◆ HOW TO COMPLETE THIS TASK: Each entry in the material below should be reproduced exactly.

----

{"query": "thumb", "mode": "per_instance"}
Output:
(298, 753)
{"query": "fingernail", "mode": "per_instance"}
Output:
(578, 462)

----

◆ ANSWER TO THIS TASK:
{"query": "thumb", "mode": "per_instance"}
Output:
(298, 753)
{"query": "fingernail", "mode": "per_instance"}
Output:
(578, 462)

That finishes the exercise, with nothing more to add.